Data excerpts:
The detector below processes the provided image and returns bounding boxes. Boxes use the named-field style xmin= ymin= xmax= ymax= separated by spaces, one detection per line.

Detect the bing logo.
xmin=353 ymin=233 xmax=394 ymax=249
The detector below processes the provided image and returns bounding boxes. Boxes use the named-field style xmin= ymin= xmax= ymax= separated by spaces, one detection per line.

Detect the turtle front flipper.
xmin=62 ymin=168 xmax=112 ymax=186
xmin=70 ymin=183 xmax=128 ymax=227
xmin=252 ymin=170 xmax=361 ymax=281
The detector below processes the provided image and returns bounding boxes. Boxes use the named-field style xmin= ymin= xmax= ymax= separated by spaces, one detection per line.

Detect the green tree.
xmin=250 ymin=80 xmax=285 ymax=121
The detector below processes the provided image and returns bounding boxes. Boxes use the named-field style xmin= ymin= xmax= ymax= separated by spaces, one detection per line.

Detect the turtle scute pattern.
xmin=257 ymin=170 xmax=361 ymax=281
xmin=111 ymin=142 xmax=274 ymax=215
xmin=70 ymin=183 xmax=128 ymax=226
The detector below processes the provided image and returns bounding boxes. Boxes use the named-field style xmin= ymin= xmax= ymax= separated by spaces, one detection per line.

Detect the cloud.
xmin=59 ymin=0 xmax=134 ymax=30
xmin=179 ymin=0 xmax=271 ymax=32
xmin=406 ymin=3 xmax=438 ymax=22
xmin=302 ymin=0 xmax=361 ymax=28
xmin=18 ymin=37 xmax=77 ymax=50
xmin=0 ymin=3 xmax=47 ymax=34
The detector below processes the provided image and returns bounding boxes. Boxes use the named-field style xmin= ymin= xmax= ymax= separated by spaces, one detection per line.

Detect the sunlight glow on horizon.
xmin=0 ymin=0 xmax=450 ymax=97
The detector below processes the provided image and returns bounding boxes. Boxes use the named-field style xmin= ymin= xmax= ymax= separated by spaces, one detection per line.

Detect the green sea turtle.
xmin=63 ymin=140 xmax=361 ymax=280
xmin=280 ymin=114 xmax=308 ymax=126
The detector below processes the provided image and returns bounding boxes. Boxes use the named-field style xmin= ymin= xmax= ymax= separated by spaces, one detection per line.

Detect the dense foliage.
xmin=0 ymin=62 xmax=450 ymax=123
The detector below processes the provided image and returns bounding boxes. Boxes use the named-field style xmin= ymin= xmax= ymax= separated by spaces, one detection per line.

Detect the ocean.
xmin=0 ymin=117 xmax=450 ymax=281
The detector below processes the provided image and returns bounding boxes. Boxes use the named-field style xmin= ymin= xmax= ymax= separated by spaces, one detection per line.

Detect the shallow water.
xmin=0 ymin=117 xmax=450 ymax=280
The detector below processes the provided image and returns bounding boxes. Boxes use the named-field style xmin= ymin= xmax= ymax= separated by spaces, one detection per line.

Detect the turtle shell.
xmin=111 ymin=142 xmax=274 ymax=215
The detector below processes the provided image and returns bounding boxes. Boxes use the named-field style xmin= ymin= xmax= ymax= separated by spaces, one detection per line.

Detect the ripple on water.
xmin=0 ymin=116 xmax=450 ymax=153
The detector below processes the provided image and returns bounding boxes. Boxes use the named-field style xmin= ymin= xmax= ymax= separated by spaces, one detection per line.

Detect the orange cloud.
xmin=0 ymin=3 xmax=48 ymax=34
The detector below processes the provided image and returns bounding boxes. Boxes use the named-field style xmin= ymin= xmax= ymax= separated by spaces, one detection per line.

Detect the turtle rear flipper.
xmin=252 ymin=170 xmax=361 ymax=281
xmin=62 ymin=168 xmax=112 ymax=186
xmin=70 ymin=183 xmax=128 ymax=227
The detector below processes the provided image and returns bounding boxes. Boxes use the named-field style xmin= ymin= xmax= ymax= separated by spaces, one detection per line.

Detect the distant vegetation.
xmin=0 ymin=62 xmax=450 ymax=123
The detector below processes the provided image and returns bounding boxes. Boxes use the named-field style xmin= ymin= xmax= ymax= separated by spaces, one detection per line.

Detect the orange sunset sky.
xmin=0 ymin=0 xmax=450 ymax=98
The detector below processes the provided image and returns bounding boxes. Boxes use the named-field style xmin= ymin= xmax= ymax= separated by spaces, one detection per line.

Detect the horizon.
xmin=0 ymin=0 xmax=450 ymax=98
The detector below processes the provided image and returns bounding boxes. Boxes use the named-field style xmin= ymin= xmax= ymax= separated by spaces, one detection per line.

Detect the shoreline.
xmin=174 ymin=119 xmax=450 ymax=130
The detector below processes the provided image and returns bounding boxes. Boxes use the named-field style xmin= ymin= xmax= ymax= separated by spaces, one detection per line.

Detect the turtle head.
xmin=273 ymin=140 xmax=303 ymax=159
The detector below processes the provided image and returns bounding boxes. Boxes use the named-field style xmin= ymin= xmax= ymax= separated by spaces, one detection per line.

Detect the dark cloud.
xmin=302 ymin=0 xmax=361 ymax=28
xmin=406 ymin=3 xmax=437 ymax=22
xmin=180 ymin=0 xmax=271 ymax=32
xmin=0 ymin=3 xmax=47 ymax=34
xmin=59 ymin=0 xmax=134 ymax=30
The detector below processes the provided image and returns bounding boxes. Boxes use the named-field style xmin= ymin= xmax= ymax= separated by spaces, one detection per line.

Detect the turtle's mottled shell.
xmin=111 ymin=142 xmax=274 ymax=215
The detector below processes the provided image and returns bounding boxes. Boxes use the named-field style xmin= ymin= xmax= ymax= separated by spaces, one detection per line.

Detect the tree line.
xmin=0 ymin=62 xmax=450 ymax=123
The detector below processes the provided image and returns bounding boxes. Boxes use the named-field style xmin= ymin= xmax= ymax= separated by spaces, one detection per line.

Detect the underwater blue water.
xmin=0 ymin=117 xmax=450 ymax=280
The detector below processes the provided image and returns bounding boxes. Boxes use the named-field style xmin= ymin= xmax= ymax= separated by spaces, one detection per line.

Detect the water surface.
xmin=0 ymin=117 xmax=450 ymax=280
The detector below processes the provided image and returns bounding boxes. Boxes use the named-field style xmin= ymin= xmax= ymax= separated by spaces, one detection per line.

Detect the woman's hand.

---

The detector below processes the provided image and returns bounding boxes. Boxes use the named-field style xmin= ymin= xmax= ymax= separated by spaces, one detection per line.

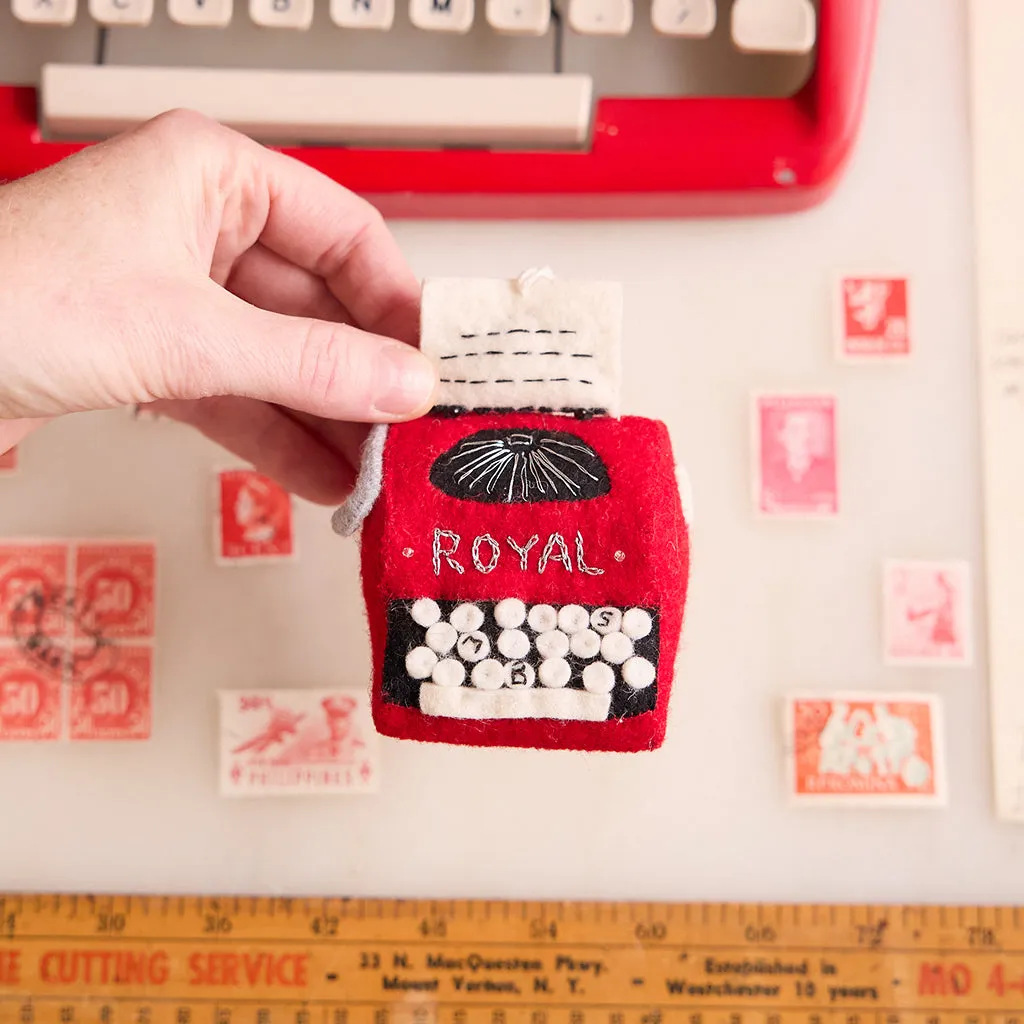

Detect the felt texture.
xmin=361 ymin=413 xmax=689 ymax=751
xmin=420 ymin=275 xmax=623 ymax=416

Task to carry out:
Gather every line in the rows above that includes the word "horizon" and copy each one out in full.

Exercise solution:
Detect the sunlight glow on horizon.
Detect the horizon.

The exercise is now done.